---------- Quoted text ----------

Performance optimization, and how to do it wrong

I recently tried to optimize convolutions using SIMD instructions, but what I thought would be a simple task ended up taking me days, with issue after issue popping up one after another. Some of them make sense in hindsight, but others were utterly baffling. While the specific examples are for direct convolution, these considerations apply to pretty much any code with a hot loop.

Background

I work on burn and recently wanted to optimize direct convolution on the burn-ndarray CPU backend.
For convolutions you need to move a two-dimensional kernel across an input feature map and sum all the values across all input channels. This is repeated for each output channel. The input can have padding pixels of zero-padding around the actual data, and the kernel can move in a strided manner (i.e. two pixels at once). There are many algorithms with different tradeoffs, but I decided to go with direct convolutions since they don't have memory overhead and are still very efficient when implemented correctly. The basic outline is that you have many nested loops, some bounds checks and a very frequently executed fused-multiply-add (FMA) instruction. My initial implementation looked something like this¹ (simplified):

iter_range_par!(0, batch_size * oc_blocks).for_each(|k| {
  for oh in 0..out_height {
    for ow_block in 0..ow_blocks {
      seq!(N in 0..8 {
        let mut acc~N = bias;
      });

      for ic in 0..in_channels {
        for kh in 0..k_height {
          if !in_bounds_h {
            continue;
          }

          for kw in 0..k_width {
            let f0 = vload(&weights[[ic, kh, kw, oc]]);
            seq!(N in 0..8 {
              if in_bounds_w {
                let i~N = splat(x[[ic, ih, iw + N]]);
                acc~N = E::vmuladd(simd, i~N, f0, acc~N);
              }
            });
          }
        }
      }

      seq!(N in 0..8 {
        if ow + N >= out_width {
          continue;
        }
        vstore(&mut out[[ow + N, oc]], acc~N);
      });
    }
  }
});

In this implementation I use several techniques. In addition to SIMD loads and fmadds I use the optimized loop order and register blocking (using the seq macro) techniques from this paper. I finished the implementation, executed a benchmark, and... it's slower. More than two times slower than a naive unvectorized² implementation in fact (~670ms vs ~300ms).

Starting to investigate

To do this I tried to use various profilers, cargo-flamegraph, samply and, after a lot of desperation, AMD μProf. After a few days of trying to get useful information out of these profilers (and getting μProf to work at all), I realized it wasn't getting me anywhere. The flamegraph and hotspots just didn't seem to make any sense at all.

---------- Task inputs ----------

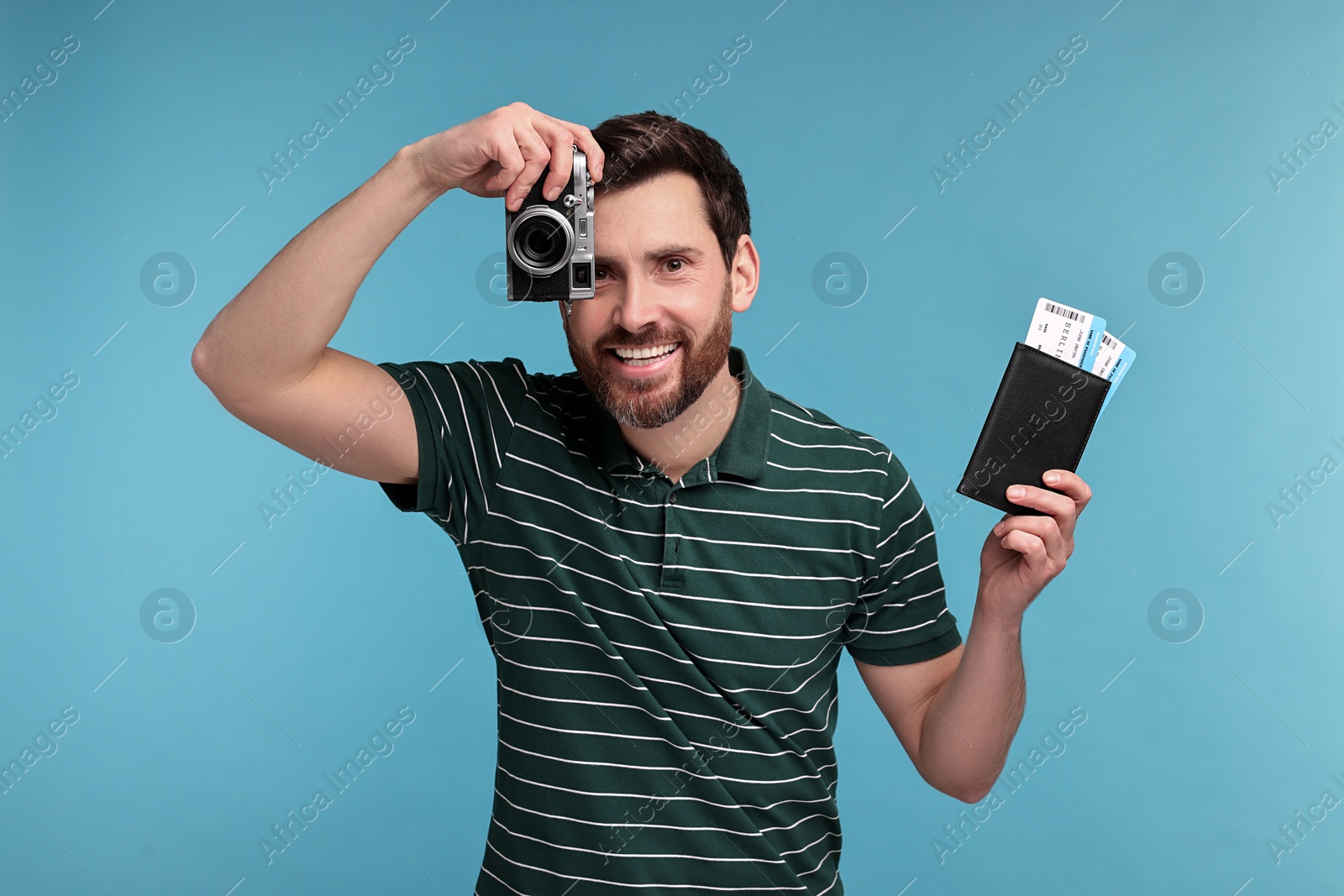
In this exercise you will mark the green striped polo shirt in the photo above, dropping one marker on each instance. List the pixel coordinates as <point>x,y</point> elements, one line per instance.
<point>665,652</point>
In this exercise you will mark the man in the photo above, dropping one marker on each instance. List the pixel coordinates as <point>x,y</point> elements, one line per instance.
<point>669,558</point>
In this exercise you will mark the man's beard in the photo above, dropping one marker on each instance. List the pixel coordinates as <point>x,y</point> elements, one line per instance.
<point>649,403</point>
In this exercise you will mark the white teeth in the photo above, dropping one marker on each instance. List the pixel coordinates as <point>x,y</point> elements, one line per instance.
<point>635,354</point>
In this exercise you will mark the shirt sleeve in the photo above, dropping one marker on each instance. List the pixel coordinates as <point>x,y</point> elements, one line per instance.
<point>465,412</point>
<point>900,614</point>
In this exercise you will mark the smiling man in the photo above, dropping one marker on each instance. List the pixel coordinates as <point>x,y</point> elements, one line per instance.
<point>667,557</point>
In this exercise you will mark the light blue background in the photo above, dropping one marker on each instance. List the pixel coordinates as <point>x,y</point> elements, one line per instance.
<point>316,629</point>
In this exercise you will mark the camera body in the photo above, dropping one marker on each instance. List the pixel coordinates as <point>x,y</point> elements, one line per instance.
<point>549,244</point>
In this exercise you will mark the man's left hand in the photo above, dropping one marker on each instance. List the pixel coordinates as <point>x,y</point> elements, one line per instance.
<point>1023,553</point>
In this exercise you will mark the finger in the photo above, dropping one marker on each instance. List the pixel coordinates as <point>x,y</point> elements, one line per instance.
<point>510,160</point>
<point>1032,548</point>
<point>562,163</point>
<point>1070,484</point>
<point>535,155</point>
<point>1061,506</point>
<point>1043,527</point>
<point>588,143</point>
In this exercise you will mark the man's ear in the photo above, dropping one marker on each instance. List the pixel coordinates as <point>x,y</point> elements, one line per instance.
<point>745,275</point>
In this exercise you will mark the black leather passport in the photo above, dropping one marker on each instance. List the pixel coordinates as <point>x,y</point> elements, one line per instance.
<point>1041,419</point>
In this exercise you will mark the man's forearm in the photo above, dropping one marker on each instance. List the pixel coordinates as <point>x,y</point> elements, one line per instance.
<point>972,719</point>
<point>273,333</point>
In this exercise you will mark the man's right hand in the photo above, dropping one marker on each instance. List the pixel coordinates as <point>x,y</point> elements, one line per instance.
<point>503,154</point>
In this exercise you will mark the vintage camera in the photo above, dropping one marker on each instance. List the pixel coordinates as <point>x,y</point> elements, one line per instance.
<point>550,244</point>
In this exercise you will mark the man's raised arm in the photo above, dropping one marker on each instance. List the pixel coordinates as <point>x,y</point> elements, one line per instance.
<point>266,356</point>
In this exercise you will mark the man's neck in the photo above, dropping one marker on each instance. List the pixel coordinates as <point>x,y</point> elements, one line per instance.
<point>696,434</point>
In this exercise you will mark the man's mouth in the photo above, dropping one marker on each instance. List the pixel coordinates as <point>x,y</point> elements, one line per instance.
<point>645,355</point>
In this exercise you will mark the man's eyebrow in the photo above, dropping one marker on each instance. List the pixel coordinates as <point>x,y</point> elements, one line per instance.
<point>662,251</point>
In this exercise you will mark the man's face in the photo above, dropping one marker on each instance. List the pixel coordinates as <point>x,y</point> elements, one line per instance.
<point>660,285</point>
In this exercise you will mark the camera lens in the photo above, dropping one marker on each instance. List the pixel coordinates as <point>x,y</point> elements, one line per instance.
<point>541,241</point>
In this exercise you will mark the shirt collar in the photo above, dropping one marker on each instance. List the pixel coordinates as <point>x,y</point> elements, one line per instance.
<point>743,450</point>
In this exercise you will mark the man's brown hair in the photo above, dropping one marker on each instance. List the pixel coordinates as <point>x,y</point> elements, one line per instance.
<point>643,145</point>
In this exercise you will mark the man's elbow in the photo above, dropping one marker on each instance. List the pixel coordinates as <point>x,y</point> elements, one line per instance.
<point>198,360</point>
<point>969,795</point>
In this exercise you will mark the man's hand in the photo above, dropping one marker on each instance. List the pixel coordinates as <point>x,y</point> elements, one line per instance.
<point>1023,553</point>
<point>503,152</point>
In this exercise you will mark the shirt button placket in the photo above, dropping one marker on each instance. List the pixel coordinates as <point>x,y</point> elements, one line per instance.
<point>671,544</point>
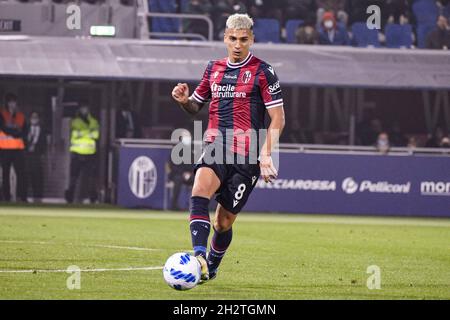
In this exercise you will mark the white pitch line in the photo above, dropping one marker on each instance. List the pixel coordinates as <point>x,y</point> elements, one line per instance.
<point>82,270</point>
<point>121,247</point>
<point>81,245</point>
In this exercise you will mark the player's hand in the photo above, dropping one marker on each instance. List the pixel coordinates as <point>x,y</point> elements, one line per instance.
<point>268,171</point>
<point>181,93</point>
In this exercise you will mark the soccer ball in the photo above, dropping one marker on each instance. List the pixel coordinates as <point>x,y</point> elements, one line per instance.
<point>182,271</point>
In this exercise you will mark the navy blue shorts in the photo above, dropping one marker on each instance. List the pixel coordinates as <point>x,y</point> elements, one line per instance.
<point>236,183</point>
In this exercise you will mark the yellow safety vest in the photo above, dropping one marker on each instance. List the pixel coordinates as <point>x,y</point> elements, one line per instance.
<point>84,135</point>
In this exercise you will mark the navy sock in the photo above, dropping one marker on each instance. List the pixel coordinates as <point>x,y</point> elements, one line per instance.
<point>200,224</point>
<point>219,245</point>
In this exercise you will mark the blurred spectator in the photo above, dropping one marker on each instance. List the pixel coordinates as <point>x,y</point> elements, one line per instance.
<point>445,142</point>
<point>444,8</point>
<point>383,145</point>
<point>435,139</point>
<point>127,123</point>
<point>85,131</point>
<point>396,137</point>
<point>330,33</point>
<point>181,174</point>
<point>307,34</point>
<point>398,11</point>
<point>266,9</point>
<point>203,7</point>
<point>439,38</point>
<point>222,10</point>
<point>12,147</point>
<point>336,6</point>
<point>35,144</point>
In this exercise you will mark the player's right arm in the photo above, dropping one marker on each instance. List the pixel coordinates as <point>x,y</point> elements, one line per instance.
<point>181,95</point>
<point>201,95</point>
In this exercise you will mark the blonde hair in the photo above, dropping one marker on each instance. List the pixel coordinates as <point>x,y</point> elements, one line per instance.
<point>239,21</point>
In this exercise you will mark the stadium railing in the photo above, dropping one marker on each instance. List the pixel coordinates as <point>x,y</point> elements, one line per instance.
<point>181,16</point>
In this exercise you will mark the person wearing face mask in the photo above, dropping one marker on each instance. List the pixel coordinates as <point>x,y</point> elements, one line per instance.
<point>181,174</point>
<point>12,146</point>
<point>330,33</point>
<point>35,147</point>
<point>383,145</point>
<point>85,132</point>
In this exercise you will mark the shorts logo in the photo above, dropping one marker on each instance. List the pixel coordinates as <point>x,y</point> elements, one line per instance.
<point>142,177</point>
<point>349,186</point>
<point>246,77</point>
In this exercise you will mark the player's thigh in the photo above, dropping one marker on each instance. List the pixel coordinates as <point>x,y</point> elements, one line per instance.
<point>237,188</point>
<point>206,183</point>
<point>223,219</point>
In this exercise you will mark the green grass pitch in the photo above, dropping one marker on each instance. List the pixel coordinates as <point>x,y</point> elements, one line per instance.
<point>271,257</point>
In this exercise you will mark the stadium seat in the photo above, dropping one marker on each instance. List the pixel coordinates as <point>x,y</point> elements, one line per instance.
<point>267,30</point>
<point>364,37</point>
<point>398,36</point>
<point>422,31</point>
<point>291,27</point>
<point>426,11</point>
<point>164,24</point>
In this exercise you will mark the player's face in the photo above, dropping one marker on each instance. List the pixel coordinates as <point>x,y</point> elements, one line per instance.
<point>238,42</point>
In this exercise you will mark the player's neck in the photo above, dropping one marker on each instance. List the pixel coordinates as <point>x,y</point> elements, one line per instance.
<point>232,60</point>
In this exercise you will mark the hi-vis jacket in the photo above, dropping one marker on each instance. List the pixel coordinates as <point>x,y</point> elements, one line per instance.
<point>83,135</point>
<point>11,141</point>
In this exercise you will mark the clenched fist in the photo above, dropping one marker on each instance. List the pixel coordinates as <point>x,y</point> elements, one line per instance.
<point>181,93</point>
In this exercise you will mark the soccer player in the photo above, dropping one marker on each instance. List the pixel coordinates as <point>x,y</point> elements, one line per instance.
<point>241,88</point>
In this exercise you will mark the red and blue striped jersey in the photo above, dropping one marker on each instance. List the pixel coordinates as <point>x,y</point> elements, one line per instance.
<point>239,95</point>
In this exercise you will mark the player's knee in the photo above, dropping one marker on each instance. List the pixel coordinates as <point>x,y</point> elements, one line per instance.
<point>222,225</point>
<point>201,191</point>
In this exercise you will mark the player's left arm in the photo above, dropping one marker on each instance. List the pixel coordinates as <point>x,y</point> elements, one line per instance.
<point>270,90</point>
<point>277,123</point>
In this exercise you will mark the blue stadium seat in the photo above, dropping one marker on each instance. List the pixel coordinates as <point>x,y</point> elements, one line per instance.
<point>423,29</point>
<point>164,24</point>
<point>364,37</point>
<point>426,11</point>
<point>291,27</point>
<point>267,30</point>
<point>398,36</point>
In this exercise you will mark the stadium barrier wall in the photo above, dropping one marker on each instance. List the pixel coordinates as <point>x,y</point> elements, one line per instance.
<point>417,185</point>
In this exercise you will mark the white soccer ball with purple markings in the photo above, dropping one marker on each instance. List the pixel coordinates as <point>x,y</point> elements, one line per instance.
<point>182,271</point>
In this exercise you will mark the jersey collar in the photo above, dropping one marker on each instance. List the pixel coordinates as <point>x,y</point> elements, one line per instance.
<point>239,64</point>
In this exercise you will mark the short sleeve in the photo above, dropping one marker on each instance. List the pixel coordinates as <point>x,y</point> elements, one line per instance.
<point>270,88</point>
<point>202,93</point>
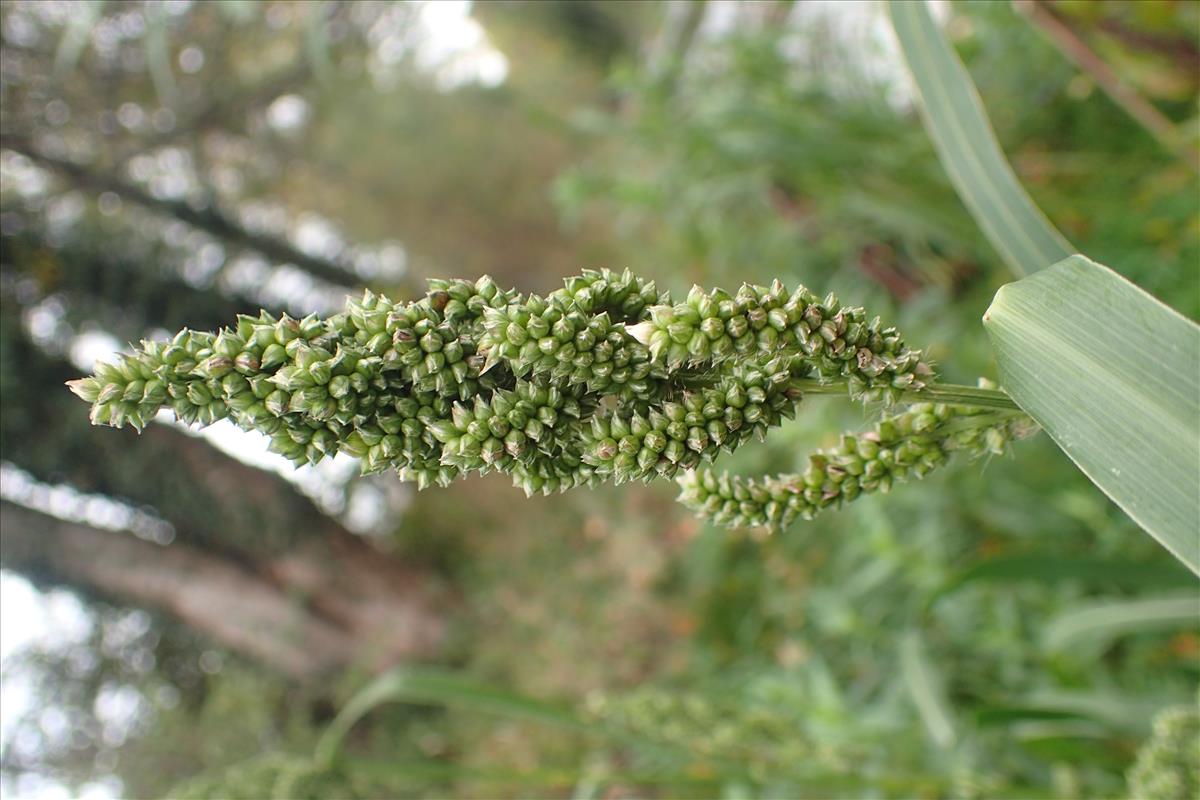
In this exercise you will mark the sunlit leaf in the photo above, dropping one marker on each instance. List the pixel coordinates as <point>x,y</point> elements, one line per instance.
<point>1114,377</point>
<point>924,683</point>
<point>1098,624</point>
<point>967,146</point>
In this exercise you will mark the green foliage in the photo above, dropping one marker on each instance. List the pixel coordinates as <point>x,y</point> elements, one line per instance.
<point>1168,765</point>
<point>1080,368</point>
<point>967,146</point>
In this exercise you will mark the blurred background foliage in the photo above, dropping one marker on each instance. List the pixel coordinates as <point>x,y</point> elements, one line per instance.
<point>201,617</point>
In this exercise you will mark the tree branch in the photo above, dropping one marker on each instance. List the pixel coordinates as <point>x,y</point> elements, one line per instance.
<point>233,606</point>
<point>209,220</point>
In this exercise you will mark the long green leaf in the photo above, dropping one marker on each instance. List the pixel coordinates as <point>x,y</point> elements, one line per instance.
<point>924,683</point>
<point>1050,567</point>
<point>1114,377</point>
<point>967,148</point>
<point>1101,623</point>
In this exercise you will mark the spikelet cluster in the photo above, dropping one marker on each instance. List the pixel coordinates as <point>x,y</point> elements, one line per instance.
<point>605,379</point>
<point>905,445</point>
<point>1168,765</point>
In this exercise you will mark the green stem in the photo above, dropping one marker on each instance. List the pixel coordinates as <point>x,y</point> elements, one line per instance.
<point>952,394</point>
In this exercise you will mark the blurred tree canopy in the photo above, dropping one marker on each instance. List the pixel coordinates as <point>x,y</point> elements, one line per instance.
<point>173,163</point>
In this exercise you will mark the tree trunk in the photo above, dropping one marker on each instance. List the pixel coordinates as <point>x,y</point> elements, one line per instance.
<point>305,614</point>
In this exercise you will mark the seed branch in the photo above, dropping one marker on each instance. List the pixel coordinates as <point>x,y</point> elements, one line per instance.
<point>603,379</point>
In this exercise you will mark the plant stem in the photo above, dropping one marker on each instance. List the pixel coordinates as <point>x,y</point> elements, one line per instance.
<point>951,394</point>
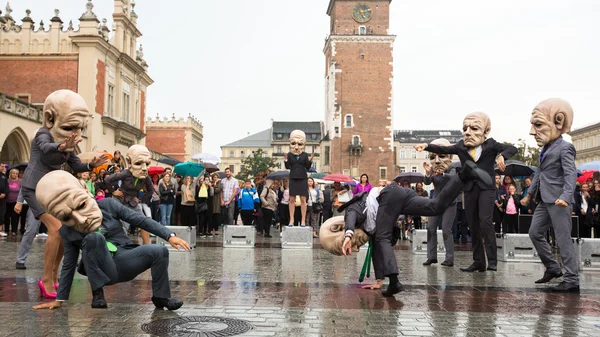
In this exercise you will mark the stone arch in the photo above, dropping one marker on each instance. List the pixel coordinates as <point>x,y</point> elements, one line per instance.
<point>16,148</point>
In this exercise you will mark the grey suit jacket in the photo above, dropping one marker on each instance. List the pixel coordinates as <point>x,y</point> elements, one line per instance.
<point>112,214</point>
<point>556,175</point>
<point>45,158</point>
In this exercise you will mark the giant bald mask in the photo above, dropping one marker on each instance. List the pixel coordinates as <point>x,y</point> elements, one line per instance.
<point>331,236</point>
<point>63,197</point>
<point>65,113</point>
<point>297,142</point>
<point>476,128</point>
<point>138,159</point>
<point>440,162</point>
<point>550,119</point>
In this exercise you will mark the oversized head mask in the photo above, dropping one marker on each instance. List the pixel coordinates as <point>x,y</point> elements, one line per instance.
<point>297,142</point>
<point>331,236</point>
<point>440,162</point>
<point>65,113</point>
<point>63,197</point>
<point>550,119</point>
<point>138,159</point>
<point>476,128</point>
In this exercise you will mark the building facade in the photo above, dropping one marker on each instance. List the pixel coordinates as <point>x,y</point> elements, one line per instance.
<point>358,89</point>
<point>176,138</point>
<point>407,158</point>
<point>104,66</point>
<point>587,143</point>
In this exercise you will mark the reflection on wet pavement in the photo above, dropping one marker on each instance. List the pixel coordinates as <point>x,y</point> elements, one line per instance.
<point>308,292</point>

----------

> _Tasks for this exercise_:
a) Print the passage of the performance optimization article from "I recently tried" to "burn-ndarray CPU backend." with no changes.
b) Output, word for word, the lines of the records from the line with "In this exercise you will mark the blonde" to the line with "<point>181,16</point>", including both of those lines.

> _Results_:
a)
I recently tried to optimize convolutions using SIMD instructions, but what I thought would be a simple task ended up taking me days, with issue after issue popping up one after another. Some of them make sense in hindsight, but others were utterly baffling. While the specific examples are for direct convolution, these considerations apply to pretty much any code with a hot loop.

Background

I work on burn and recently wanted to optimize direct convolution on the burn-ndarray CPU backend.

b)
In this exercise you will mark the blonde hair in the photo above, dropping one marker on each instance. List the pixel coordinates as <point>x,y</point> elements, one line per instance.
<point>239,21</point>
In this exercise you will mark the stadium railing in the photo above, dropping one marker on each instance. List the pixel coordinates as <point>x,y</point> elements, one line per instance.
<point>181,16</point>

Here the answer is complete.